* _TASK STATEMENT_
Scan each line of the entries below for the word "blue" and count the ones where it appears. The answer is that number alone.

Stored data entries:
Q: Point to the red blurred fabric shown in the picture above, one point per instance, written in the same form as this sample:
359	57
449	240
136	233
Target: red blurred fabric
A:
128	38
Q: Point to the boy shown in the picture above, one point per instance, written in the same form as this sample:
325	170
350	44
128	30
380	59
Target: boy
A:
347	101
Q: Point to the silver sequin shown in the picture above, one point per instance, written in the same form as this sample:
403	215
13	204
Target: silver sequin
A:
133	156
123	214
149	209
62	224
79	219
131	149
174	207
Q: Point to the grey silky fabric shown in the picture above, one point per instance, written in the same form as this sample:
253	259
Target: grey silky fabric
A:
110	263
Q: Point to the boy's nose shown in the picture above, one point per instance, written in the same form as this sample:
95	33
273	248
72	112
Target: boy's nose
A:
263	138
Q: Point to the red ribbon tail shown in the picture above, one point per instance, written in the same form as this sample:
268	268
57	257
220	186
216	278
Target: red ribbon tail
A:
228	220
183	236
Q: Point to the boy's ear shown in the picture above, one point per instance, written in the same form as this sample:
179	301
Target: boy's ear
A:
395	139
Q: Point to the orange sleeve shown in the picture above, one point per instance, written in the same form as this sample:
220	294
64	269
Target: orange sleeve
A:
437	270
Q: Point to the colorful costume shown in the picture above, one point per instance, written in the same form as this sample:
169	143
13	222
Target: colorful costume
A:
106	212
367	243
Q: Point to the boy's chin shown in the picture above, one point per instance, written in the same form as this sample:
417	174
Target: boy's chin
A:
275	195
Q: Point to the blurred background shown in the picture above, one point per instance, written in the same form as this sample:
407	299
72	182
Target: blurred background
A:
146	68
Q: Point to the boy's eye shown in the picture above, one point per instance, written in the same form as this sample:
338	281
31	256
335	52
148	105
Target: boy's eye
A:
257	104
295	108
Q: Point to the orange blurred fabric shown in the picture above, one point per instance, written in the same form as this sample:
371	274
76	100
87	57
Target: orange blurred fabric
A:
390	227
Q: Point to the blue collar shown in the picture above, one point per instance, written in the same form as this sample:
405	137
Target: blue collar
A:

* _ANSWER SECTION_
2